== Records to use ==

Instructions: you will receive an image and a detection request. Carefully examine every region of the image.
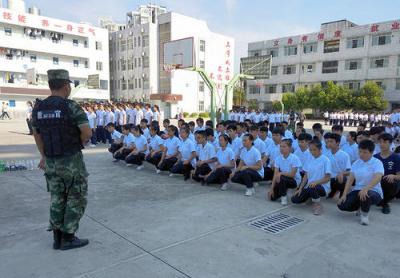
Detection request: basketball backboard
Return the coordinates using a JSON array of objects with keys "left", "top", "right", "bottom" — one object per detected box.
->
[
  {"left": 164, "top": 38, "right": 195, "bottom": 70},
  {"left": 240, "top": 55, "right": 272, "bottom": 79}
]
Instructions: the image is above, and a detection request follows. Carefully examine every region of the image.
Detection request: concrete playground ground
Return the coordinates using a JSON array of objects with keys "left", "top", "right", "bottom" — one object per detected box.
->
[{"left": 0, "top": 120, "right": 400, "bottom": 278}]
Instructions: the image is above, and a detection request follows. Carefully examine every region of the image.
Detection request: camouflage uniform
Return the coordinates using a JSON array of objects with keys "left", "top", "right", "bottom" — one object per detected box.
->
[{"left": 32, "top": 95, "right": 89, "bottom": 234}]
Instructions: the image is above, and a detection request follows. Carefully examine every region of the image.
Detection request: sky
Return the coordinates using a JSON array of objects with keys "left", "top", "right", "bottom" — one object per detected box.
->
[{"left": 0, "top": 0, "right": 400, "bottom": 70}]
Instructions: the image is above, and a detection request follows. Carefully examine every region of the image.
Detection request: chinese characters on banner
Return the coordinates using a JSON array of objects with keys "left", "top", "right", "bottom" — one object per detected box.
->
[{"left": 0, "top": 11, "right": 96, "bottom": 36}]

===

→ **Exercise task**: Copy, unchanged and in their original order, every line of the data above that contains the word "request".

→ **Solution to the problem**:
Instructions: you will receive an image and a detection request. Carefully examine every region of the image.
Detection request: basketball backboard
Instructions: the image is above, and a detection request follows. Carefully examine every region of the image.
Detection request: concrete playground ground
Instructions: the image is above, and a detection request follows. Carefully examine every region of the image.
Detection request: camouflage uniform
Instructions: the image is above, and a detection request follows. Carefully examine every region of the image.
Detection request: sky
Instructions: the image is above, and a detection request follows. Carefully examine every region of the image.
Detection request: chinese characters on banner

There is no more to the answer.